> [PROBLEM TO SOLVE] In the following listing, work out how many lines contain the string "below", and state only that number.

= = = =

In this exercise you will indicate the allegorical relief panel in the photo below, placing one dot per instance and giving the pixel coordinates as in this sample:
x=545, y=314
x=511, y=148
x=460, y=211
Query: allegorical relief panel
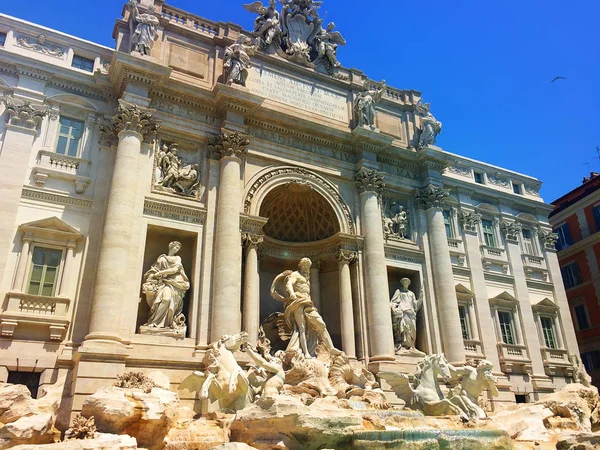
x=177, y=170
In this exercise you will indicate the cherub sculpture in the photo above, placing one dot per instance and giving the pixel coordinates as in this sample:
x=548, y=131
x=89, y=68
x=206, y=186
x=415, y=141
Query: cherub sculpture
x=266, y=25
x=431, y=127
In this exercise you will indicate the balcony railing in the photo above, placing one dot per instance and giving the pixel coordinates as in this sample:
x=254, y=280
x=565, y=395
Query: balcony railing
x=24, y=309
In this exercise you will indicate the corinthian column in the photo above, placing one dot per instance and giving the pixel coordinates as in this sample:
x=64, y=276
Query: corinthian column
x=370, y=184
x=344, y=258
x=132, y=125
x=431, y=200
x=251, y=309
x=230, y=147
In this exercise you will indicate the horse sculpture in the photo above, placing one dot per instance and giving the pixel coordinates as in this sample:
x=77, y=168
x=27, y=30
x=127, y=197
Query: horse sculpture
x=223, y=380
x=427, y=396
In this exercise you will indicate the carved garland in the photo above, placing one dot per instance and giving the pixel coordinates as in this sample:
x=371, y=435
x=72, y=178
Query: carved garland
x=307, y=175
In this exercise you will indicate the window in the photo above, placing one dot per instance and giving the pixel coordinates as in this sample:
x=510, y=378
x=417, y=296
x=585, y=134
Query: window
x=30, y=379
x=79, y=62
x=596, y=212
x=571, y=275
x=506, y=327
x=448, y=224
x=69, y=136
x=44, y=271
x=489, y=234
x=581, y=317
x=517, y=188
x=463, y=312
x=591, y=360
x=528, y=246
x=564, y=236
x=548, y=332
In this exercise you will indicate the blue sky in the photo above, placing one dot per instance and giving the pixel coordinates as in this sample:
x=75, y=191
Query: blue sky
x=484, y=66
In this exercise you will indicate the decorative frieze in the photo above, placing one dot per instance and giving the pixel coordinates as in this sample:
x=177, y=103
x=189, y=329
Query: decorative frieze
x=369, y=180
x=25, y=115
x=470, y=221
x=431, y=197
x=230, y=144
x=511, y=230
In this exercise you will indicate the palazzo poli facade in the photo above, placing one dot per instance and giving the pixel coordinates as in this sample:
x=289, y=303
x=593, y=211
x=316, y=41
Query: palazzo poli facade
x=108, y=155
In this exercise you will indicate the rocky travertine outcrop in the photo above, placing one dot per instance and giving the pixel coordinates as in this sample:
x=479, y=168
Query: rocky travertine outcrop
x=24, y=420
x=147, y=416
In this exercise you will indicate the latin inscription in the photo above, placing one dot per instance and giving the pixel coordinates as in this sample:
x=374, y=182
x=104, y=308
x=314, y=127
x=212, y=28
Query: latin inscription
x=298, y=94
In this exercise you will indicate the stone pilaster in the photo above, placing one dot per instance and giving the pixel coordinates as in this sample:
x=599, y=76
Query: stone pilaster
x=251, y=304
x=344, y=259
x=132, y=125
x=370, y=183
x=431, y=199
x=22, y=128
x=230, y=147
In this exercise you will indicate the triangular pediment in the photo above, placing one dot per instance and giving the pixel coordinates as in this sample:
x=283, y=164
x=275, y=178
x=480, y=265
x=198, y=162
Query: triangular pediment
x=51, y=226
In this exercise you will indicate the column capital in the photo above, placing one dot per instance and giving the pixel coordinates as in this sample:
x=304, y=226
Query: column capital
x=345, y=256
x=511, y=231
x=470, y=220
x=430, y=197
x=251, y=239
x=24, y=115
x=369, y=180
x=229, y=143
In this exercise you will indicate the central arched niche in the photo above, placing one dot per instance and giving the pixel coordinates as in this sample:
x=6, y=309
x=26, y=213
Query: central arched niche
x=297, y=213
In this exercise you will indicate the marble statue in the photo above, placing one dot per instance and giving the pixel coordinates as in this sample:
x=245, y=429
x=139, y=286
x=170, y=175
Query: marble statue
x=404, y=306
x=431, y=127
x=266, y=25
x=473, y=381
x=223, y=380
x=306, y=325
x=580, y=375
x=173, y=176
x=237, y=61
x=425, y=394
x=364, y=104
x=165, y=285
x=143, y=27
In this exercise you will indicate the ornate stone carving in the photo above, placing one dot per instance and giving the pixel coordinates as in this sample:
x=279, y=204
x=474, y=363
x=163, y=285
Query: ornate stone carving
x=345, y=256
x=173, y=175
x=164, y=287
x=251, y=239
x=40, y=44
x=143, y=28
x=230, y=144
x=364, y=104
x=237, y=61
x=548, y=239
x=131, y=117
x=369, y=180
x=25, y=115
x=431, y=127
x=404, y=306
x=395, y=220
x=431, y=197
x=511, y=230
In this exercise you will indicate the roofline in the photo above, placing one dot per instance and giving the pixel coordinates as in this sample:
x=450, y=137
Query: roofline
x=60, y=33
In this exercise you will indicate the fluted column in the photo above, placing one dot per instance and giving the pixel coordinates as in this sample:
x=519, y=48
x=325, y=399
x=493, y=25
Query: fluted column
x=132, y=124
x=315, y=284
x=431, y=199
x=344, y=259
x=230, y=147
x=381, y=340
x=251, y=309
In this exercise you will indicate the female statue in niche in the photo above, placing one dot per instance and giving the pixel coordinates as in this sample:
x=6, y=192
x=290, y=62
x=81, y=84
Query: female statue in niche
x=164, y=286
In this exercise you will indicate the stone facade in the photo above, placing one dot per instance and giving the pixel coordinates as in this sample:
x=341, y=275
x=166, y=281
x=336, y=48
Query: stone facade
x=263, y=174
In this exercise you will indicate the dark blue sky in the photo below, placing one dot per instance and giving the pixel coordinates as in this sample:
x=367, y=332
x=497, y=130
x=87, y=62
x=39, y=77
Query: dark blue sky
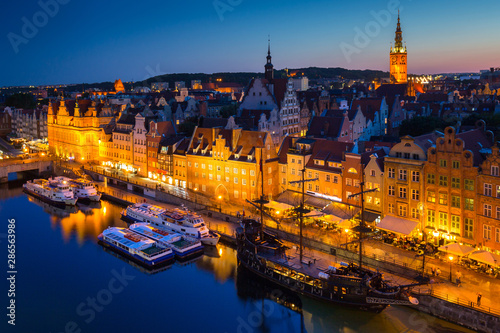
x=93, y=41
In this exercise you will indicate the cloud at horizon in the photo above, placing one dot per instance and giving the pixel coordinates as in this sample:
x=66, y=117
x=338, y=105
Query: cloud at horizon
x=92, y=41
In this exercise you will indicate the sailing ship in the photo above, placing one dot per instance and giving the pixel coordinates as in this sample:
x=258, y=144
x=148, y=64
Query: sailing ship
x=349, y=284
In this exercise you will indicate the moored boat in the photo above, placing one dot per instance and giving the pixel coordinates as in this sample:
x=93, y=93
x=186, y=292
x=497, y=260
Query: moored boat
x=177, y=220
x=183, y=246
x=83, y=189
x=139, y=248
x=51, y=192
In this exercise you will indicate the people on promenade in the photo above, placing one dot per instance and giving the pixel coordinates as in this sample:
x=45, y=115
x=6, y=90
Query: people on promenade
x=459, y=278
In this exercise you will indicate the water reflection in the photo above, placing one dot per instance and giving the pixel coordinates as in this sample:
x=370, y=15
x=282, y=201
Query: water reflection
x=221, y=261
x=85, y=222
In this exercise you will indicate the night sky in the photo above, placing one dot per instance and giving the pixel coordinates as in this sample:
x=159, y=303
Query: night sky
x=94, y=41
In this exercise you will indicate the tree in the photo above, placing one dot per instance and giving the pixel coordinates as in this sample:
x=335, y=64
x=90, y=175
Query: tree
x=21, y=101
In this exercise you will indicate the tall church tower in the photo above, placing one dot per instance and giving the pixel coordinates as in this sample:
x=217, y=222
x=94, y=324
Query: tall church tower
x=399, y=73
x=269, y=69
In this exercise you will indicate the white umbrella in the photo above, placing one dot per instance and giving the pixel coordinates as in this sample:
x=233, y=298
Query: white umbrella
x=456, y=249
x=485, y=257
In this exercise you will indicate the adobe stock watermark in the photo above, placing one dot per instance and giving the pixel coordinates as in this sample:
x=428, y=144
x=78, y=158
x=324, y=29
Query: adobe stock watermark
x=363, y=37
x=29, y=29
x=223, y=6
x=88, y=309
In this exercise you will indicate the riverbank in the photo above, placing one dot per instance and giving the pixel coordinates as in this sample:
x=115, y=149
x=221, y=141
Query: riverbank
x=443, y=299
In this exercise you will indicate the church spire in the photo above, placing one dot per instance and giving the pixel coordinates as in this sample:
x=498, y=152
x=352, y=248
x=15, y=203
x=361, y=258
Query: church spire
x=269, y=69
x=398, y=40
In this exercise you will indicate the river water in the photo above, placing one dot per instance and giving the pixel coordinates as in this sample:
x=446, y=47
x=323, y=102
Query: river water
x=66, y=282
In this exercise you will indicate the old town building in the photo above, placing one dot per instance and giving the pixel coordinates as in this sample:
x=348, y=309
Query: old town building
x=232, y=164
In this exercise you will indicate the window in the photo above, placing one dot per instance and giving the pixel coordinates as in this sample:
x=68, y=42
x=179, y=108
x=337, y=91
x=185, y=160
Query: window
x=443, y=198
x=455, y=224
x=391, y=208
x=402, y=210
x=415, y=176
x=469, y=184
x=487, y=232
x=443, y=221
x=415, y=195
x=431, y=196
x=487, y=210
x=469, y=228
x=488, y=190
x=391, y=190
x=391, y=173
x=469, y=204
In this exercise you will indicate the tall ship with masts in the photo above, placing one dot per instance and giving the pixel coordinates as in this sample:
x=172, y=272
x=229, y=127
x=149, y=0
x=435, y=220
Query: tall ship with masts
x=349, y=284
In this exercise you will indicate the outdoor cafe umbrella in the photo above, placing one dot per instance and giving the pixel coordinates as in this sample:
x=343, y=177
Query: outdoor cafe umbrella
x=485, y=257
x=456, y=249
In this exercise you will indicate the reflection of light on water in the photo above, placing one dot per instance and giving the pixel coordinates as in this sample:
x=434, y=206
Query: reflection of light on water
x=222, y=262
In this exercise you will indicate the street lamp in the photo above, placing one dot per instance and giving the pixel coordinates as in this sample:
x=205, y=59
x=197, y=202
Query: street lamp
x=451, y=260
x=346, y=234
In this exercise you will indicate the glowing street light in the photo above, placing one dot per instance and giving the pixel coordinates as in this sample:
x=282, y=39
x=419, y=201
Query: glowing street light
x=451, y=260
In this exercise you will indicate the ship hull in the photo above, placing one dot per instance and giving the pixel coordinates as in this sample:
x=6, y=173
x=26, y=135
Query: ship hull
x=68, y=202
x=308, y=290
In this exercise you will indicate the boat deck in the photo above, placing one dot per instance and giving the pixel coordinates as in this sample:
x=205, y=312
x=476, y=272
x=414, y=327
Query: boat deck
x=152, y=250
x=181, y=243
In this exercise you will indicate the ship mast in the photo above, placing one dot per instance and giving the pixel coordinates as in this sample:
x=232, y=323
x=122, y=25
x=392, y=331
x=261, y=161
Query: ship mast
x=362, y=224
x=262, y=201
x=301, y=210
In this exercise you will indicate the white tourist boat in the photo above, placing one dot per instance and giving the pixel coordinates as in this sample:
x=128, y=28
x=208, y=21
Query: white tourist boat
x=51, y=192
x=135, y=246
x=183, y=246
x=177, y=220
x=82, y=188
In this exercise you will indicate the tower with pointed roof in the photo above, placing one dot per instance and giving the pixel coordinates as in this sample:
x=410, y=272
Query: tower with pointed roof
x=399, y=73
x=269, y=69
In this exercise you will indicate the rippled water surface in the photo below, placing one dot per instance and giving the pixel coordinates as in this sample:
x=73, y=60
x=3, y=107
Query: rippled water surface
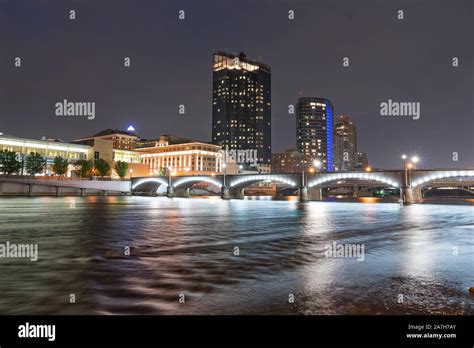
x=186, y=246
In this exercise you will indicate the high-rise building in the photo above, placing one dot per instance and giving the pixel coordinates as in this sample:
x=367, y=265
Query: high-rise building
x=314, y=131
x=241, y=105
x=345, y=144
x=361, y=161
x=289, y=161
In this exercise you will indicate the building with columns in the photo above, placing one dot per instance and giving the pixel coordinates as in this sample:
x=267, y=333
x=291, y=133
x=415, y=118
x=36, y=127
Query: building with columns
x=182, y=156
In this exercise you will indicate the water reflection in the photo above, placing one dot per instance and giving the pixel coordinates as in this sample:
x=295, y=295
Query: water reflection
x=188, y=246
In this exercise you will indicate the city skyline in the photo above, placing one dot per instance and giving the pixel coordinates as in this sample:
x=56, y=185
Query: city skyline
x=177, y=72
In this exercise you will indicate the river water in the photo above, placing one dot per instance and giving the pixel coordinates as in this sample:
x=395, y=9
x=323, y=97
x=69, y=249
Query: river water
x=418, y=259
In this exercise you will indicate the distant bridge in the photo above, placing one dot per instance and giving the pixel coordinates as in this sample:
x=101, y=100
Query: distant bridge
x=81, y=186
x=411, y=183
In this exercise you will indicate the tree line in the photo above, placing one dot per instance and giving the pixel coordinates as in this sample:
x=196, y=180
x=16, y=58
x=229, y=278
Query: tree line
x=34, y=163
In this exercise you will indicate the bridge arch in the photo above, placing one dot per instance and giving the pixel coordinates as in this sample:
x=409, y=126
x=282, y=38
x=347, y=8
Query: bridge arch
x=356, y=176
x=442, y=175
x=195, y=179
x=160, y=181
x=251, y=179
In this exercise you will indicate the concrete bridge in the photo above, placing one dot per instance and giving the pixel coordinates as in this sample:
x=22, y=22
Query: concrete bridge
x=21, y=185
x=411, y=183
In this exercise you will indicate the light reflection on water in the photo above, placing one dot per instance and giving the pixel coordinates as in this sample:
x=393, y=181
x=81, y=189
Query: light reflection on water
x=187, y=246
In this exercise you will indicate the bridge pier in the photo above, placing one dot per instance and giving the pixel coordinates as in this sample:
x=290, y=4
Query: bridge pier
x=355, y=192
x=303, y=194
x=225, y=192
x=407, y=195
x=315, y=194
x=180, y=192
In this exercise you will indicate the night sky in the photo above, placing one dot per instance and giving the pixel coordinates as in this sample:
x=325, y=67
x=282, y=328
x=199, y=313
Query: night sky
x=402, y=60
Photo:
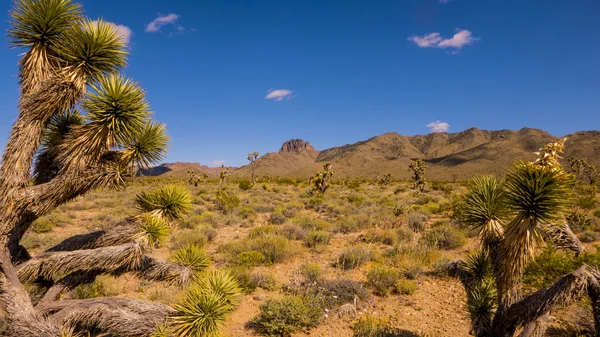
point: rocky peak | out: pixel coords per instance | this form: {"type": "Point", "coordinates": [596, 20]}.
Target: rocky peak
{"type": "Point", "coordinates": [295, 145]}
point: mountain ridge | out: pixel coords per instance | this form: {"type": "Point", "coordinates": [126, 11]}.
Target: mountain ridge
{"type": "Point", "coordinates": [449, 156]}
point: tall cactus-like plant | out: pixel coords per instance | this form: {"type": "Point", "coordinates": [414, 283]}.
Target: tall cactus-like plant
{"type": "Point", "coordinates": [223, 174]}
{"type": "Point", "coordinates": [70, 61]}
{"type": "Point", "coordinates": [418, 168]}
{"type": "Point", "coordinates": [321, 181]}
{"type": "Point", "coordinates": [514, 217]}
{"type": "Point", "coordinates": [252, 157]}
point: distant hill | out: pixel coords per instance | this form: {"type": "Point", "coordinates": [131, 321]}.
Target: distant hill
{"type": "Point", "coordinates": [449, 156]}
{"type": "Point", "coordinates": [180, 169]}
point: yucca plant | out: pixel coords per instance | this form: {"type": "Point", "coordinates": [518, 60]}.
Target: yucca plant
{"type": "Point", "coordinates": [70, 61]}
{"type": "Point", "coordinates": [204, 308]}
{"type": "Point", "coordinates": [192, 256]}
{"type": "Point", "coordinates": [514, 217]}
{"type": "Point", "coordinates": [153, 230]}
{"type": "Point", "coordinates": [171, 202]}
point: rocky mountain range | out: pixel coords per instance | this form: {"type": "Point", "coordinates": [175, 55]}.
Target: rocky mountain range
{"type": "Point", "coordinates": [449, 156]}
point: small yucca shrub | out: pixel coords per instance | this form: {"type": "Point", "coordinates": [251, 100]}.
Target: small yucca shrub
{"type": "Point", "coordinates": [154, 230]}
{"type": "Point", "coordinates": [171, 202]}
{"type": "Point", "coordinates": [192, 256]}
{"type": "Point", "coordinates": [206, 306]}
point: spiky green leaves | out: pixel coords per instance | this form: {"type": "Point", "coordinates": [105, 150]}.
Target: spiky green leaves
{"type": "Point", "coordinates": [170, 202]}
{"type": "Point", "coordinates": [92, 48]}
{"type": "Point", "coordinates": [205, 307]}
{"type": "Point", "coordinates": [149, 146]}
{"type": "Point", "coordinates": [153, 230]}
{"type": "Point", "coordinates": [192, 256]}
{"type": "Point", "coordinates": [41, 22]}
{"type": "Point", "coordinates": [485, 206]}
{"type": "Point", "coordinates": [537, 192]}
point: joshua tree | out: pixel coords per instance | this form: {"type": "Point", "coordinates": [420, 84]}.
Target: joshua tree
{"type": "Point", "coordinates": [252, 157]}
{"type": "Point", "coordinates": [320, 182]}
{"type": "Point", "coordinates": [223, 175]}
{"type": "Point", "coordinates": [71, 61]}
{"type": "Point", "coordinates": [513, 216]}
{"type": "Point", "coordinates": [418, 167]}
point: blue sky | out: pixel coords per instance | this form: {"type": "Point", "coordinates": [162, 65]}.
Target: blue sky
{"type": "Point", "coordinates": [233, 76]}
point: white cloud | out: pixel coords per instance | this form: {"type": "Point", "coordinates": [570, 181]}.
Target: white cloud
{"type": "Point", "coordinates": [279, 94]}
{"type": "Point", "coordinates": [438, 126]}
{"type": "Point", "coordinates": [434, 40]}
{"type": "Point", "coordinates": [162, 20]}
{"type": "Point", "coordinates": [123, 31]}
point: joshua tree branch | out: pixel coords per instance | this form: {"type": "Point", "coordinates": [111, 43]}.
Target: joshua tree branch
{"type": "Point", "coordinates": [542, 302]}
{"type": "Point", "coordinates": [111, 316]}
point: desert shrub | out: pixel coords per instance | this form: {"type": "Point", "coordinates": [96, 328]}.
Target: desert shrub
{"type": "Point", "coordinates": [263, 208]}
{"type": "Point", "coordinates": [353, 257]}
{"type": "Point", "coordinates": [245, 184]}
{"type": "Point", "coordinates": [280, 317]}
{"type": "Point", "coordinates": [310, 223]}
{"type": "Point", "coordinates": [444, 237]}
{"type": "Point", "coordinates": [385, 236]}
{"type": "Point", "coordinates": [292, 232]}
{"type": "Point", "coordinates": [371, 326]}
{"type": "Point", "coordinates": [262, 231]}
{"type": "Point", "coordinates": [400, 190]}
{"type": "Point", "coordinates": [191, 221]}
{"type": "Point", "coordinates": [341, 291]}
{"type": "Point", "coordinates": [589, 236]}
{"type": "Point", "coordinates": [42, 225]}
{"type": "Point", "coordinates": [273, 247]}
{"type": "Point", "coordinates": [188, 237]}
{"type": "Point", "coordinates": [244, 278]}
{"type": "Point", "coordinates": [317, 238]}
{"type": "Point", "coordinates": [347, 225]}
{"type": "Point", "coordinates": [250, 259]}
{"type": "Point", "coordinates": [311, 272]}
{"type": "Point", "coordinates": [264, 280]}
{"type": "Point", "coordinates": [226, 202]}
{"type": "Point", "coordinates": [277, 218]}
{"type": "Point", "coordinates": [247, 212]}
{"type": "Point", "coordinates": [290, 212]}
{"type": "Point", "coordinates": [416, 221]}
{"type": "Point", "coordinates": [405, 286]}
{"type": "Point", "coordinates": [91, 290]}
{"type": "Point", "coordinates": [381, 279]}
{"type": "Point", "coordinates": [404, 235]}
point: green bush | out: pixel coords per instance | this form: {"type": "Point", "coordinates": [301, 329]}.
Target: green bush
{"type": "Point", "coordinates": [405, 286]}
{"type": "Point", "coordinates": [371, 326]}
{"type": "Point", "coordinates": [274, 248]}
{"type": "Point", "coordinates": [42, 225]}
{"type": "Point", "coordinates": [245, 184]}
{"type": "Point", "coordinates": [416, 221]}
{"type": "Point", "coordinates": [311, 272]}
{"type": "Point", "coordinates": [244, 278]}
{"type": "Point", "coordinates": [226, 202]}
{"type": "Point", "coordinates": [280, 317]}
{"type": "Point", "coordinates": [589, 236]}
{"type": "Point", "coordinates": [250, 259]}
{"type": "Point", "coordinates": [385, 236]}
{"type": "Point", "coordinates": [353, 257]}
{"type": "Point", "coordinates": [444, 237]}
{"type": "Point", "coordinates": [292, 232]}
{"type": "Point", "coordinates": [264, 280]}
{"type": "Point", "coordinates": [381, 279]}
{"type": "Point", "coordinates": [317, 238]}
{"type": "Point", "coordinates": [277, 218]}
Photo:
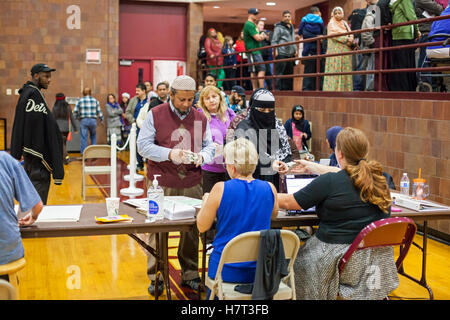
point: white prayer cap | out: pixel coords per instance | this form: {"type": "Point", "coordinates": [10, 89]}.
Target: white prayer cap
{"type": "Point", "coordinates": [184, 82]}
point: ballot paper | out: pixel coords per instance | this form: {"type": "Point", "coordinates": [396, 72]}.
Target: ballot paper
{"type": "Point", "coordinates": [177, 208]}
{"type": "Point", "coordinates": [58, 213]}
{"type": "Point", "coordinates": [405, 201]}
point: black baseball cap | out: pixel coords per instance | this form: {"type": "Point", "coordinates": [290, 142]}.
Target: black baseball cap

= = = =

> [YOUR RESPONSE] 3